▶ Detalles del ejercicio:
Responde estas preguntas con lo que dice el texto extraído:
(a) En el primer mensaje, ¿a qué tipo de señal se quiere aplicar el desfase de 90 grados?
(b) ¿Qué modulador dice estar montando Ronnie Bell?
(c) Según Gradmaster, ¿cuántos diodos lleva un mezclador para BLU?

▶ Texto extraído:
↓↓↓

Hola buenas, necesito ayuda con un desfasaje de 90 grados que estoy intentando hacer pero a una señal ttl, porq*UE* debo generar dos señales, una ttl y la otra desfasada con respecto a esta 90 grados, sera que podras instruirme al respecto? Soy un poco nueva al respecto


----------



## Ronnie Bell (Jul 28, 2010)

buenas.. yo estoy haciendo el montaje del modulador qpsk y siento que no he avansado mucho..quien tiene un modelo de montaje osea un diagrama que no sea de bloque que me diga este integrado con sus componentes y te sale la señal QPSK....seria de gran ayuda donde conseguir esos montajes o una explicacion de ese montaje se que viene del PSK pero no me piden eso...sino el QPSK, gracias...


----------



## shadowil (Oct 11, 2010)

saludos rarakane me gustaría saber si ya solucionaste el problema del demodulador pues yo también necesito hacer uno parecido.

me gustaría saber que tipo de componentes utilizaste para poder hacerlo  

gracias de antemano por tu ayuda


----------



## Gradmaster (Oct 11, 2010)

mmm, creo que si piensas usarlo como mezclador no multiplicas sino que sumas o restas las señales, busca en la web un mezclador para BLU, es muy sencillo solo llevan 4 diodos.

saludos y exito.


----------

↑↑↑

▶ Registros extraídos:
↓↓↓

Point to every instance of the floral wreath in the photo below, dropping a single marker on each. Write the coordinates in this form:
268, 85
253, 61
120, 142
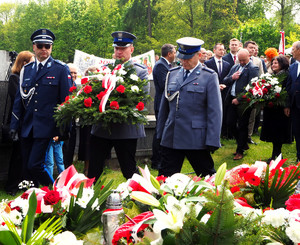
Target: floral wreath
113, 94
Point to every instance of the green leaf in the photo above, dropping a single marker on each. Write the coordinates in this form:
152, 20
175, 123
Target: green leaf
28, 223
220, 174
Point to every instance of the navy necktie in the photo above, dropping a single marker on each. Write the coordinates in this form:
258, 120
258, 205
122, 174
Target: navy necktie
186, 74
40, 67
220, 68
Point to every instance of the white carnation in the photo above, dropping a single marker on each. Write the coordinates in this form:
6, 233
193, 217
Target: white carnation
292, 231
277, 89
135, 88
120, 79
273, 81
134, 77
121, 72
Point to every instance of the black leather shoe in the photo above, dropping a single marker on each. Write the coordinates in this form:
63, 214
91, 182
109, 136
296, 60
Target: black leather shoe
250, 141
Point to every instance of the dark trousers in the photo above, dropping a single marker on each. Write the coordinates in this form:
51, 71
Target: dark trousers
15, 171
237, 120
156, 149
100, 150
33, 154
172, 160
69, 147
295, 115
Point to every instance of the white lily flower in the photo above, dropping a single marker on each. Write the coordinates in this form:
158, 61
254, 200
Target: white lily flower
134, 77
145, 198
135, 88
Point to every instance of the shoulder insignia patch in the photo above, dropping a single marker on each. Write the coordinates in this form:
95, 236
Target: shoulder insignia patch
207, 69
60, 62
175, 68
140, 65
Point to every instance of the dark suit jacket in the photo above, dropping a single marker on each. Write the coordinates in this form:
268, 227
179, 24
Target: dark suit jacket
249, 72
160, 71
225, 70
229, 59
293, 86
35, 113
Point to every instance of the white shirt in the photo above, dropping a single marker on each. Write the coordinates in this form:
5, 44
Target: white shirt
298, 71
190, 71
43, 63
166, 60
217, 63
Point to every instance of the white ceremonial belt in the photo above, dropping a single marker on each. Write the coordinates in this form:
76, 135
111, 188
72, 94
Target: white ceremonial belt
172, 97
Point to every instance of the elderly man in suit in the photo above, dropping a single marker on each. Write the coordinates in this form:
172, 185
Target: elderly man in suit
122, 136
160, 70
190, 114
222, 68
293, 88
43, 84
231, 57
219, 65
237, 119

↑↑↑

▶ Respuesta al ejercicio:
(a) A una señal ttl.
(b) El modulador QPSK.
(c) Cuatro diodos.